» Complete the following
1. Answer these from the passage on how police treated protests:
(a) Which newspaper published the latest report it describes?
(b) In which years does it place the Tea Party protests?
(c) Which news outlet does it say reacted angrily to the Department of Homeland Security report?
2. List every year mentioned in the passage on how police treated protests.
3. Go on with the passage on how police treated protests, starting right after its final sentence.

» Document section
##########
The latest, from the New York Times, describes how law enforcement officials around the country went on high alert when the Occupy protests began in 2011, passing information between agencies with an urgency suggesting that at least some people thought that people gathering to oppose Wall Street were about to try to overthrow the U.S. government. And we remember how many of those protests ended, with police moving in with force.

….If you can’t recall any Tea Party protests in 2009 and 2010 being broken up by baton-wielding, pepper-spraying cops in riot gear, that’s because it didn’t happen. Just like the anti-war protesters of the Bush years, the Tea Partiers were unhappy with the government, and saying so loudly. But for some reason, law enforcement didn’t view them as a threat.

Maybe this is because lefties don’t complain enough. You may remember the hissy fit thrown by Fox News when the Department of Homeland Security issued a report suggesting that the election of a black president might spur recruitment among right-wing extremist groups and “even result in confrontations between such groups and government authorities similar to those in the past.” As it turns out, that was a good call. But the specter of jack-booted Obama thugs smashing down the doors of earnest, heartland Republicans dominated the news cycle long enough for DHS to repudiate the report under pressure and eventually dissolve the team that had produced it.
##########
Object detection data:
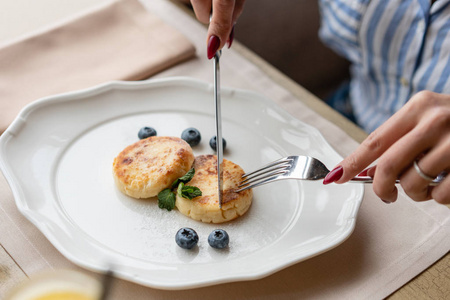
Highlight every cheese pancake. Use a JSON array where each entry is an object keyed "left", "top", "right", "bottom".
[
  {"left": 175, "top": 155, "right": 253, "bottom": 223},
  {"left": 113, "top": 136, "right": 194, "bottom": 198}
]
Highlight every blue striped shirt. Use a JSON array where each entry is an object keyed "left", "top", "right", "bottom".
[{"left": 319, "top": 0, "right": 450, "bottom": 132}]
##########
» Answers for the exercise
1.
(a) The New York Times
(b) 2009 and 2010
(c) Fox News

2. 2011, 2009, 2010

3.
And the similar report about left-wing extremism that DHS had produced a few months earlier? You don’t remember that? I don’t suppose you would. That’s because it was barely noticed, let alone an object of complaint. And even if lefties had complained, I doubt that anyone would have taken it seriously. There’s just no equivalent of Fox News on the left when it comes to turning partisan grievances into mainstream news.

There’s probably more to it, though. Mainstream lefties just don’t identify with the far left as a key part of their tribe. They’ll get a certain amount of support, sure, but they’ll also get plenty of mockery and derision, as the Occupy protesters did. On the right, though, extremists are all members of the tribe in good standing as long as they stop short of, say, murdering people. They only have to stop barely short, though. Waving guns around and threatening to kill people is A-OK, as Cliven Bundy and his merry band of armed tax resistors showed.

So when DHS produces a report suggesting that right-wing extremism might turn out to be a growth industry in the Obama era, the ranks of the conservative movement close. An attack on one is an attack on all, and Fox News stands ready and willing to turn the outrage meter to 11. Rinse and repeat.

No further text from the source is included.